> [What the task asks]:
Revise the lines below starting at "Tag the concrete" and ending at "point(518, 503)", swapping every "hose" for "hosepipe" and leaving everything else as it is. Return only those lines.

Excerpts from point annotation data
◇ ◇ ◇ ◇ ◇

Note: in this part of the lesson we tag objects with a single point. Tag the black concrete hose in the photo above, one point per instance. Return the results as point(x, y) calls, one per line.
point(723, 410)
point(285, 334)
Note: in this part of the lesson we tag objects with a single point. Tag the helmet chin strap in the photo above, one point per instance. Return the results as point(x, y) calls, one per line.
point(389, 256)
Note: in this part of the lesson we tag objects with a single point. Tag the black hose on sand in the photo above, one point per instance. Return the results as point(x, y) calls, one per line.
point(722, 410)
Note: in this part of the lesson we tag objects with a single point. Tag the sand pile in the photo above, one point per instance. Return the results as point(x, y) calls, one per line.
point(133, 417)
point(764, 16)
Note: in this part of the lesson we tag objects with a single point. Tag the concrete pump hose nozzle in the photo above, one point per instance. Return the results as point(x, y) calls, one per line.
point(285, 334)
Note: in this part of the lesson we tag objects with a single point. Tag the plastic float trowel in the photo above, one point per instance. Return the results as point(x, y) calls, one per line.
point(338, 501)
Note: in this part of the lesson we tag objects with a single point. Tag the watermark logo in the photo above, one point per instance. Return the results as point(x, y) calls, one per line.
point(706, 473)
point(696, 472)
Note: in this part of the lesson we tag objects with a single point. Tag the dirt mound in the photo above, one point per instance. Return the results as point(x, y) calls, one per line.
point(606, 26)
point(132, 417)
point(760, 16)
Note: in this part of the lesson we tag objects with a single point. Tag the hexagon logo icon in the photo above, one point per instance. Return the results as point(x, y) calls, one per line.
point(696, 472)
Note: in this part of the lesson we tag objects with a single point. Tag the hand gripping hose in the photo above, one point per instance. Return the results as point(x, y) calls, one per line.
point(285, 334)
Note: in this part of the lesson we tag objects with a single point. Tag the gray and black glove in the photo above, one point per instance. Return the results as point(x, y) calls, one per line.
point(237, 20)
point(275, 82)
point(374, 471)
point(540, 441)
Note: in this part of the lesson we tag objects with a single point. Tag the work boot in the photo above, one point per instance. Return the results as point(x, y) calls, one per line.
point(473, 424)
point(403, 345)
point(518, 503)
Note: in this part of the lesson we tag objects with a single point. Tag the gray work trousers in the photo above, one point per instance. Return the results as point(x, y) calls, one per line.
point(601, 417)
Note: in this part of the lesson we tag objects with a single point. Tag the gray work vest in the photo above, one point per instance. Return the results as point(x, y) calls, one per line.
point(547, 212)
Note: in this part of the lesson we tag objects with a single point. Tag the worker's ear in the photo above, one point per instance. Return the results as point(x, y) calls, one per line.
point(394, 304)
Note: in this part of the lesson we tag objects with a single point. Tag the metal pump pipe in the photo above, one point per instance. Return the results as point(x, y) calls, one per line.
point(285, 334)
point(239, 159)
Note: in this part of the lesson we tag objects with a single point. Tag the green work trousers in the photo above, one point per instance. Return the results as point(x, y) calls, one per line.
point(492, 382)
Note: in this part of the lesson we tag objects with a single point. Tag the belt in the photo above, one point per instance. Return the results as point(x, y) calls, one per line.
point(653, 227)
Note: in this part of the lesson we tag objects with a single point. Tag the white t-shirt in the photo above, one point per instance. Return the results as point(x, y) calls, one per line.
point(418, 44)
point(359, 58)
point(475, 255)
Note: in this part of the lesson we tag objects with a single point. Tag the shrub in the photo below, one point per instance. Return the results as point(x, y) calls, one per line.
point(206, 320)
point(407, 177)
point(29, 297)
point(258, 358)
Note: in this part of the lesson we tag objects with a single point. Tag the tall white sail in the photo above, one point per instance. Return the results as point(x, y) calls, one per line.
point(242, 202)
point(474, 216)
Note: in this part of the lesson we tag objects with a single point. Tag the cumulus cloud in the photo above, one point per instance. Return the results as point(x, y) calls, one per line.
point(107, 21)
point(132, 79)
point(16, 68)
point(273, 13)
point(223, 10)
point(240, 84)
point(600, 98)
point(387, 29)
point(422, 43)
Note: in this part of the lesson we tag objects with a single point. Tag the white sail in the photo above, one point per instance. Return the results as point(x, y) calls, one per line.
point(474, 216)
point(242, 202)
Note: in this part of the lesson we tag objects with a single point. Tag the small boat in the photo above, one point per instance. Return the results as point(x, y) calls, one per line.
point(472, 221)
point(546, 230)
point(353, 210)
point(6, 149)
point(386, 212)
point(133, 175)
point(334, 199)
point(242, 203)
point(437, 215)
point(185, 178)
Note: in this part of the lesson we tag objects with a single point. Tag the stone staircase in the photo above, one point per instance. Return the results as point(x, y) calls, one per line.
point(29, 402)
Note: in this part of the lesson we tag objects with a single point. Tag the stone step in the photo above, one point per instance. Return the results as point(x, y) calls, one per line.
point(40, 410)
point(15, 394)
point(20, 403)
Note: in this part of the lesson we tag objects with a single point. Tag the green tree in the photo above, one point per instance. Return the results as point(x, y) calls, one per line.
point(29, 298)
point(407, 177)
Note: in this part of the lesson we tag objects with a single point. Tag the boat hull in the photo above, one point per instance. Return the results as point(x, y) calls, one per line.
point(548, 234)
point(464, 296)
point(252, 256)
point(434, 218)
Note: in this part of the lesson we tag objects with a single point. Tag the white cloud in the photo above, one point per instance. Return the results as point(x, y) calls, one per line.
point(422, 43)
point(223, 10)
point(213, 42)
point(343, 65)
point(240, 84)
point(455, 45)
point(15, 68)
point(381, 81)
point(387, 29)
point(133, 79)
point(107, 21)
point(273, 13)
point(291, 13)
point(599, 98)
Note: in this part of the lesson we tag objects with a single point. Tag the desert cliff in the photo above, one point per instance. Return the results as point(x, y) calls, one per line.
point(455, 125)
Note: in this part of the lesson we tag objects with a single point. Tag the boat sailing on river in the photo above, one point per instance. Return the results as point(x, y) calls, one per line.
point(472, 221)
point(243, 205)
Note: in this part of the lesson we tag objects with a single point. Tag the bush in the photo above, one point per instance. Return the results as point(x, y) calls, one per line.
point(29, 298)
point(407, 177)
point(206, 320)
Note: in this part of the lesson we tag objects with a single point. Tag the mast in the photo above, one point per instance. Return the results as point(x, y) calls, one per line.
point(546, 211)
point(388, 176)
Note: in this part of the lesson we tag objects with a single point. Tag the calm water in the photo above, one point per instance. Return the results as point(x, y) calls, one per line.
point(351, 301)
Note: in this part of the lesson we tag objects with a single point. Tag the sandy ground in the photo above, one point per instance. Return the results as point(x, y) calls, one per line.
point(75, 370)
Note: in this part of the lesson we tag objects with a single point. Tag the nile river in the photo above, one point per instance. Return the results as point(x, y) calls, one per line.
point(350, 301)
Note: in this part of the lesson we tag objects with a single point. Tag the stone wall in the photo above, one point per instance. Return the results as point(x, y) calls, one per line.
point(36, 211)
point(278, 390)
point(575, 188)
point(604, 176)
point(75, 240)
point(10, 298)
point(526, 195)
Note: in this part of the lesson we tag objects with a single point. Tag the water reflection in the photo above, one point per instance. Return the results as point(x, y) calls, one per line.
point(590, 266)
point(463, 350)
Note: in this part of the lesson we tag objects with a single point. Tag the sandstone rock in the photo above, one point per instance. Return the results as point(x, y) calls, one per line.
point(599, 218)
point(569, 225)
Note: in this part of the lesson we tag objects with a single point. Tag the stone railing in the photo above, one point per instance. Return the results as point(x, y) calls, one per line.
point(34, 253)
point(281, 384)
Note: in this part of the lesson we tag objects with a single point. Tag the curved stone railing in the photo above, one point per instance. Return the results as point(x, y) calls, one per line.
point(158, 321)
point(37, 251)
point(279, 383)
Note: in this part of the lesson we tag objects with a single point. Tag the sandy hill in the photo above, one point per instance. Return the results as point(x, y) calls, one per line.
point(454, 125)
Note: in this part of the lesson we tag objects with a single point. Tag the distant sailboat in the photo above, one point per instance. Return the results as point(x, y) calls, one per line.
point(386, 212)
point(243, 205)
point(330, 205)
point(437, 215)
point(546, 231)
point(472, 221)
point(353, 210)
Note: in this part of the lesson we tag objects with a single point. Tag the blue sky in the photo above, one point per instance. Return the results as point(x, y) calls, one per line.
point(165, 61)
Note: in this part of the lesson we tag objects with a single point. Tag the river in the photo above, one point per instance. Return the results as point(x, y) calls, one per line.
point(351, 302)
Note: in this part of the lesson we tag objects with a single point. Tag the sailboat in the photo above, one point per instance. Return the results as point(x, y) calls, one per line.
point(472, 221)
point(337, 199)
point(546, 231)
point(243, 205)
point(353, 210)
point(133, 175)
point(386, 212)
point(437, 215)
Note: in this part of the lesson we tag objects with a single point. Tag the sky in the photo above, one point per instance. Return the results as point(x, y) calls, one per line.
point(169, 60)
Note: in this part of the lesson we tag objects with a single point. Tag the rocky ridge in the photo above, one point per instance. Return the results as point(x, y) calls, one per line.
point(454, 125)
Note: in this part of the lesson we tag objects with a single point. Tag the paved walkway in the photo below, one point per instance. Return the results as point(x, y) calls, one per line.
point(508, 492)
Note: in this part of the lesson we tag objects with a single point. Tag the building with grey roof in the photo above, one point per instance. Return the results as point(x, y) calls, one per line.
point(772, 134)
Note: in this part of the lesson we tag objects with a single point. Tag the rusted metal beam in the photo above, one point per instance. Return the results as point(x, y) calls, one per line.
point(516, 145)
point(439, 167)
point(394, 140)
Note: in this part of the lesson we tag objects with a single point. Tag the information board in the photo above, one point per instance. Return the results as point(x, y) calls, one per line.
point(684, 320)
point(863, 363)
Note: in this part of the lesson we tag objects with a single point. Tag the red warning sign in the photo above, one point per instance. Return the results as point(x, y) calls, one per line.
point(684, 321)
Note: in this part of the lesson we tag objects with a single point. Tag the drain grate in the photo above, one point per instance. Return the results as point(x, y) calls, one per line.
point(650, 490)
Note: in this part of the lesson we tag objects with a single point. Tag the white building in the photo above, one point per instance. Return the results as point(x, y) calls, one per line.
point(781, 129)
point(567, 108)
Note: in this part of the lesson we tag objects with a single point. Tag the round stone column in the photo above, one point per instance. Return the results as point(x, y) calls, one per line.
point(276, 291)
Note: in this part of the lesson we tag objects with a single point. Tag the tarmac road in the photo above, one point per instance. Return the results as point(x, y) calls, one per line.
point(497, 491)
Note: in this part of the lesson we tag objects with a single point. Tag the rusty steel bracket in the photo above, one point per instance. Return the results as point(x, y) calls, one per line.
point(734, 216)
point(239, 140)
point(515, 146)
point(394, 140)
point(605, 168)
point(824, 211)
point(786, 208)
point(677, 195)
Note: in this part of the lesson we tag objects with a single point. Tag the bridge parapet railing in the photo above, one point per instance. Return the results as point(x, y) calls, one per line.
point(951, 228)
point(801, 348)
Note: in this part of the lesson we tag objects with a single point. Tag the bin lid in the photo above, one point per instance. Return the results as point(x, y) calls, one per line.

◇ ◇ ◇ ◇ ◇

> [Response below]:
Note: in this part of the lesson we tag objects with a single point. Tag the concrete pump hosepipe nozzle in the photo above, one point per instance. Return the results as point(x, y) calls, one per line.
point(285, 334)
Note: in this part of the lesson we tag objects with a single point. Tag the plastic float trowel in the photo above, one point per instance. Return the results as point(x, y) calls, one per line.
point(338, 501)
Note: in this part of the lesson we tag objects with a single point. Tag the watermark logo in the photo above, one point per instance. Return the results as point(x, y) calls, one per line.
point(706, 473)
point(696, 472)
Note: in this part of the lesson we tag objects with a single point. Tag the dirt mound in the photo above, one point per instance. Return the results as point(x, y) calls, one per line.
point(606, 26)
point(132, 417)
point(760, 16)
Note: in this part of the lesson we tag objects with a single point. Tag the hexagon logo icon in the photo above, one point per instance. Return the results as point(x, y) calls, one per line.
point(696, 472)
Note: in this part of the lesson we tag objects with a single point. Tag the hand gripping hosepipe in the photo above, one point per instance. Return the results as point(x, y) calls, one per line.
point(285, 334)
Note: in this part of the lesson we tag objects with a single point. Tag the gray and black glove in the photo above, one point per instance. Return the results as point(x, y) calls, one per line.
point(237, 20)
point(275, 82)
point(374, 471)
point(540, 441)
Note: in this part of the lesson we tag objects with a single point. Tag the work boot in the photo above, one point per instance. Return the results as point(x, y) calls, one per line.
point(473, 424)
point(403, 345)
point(518, 503)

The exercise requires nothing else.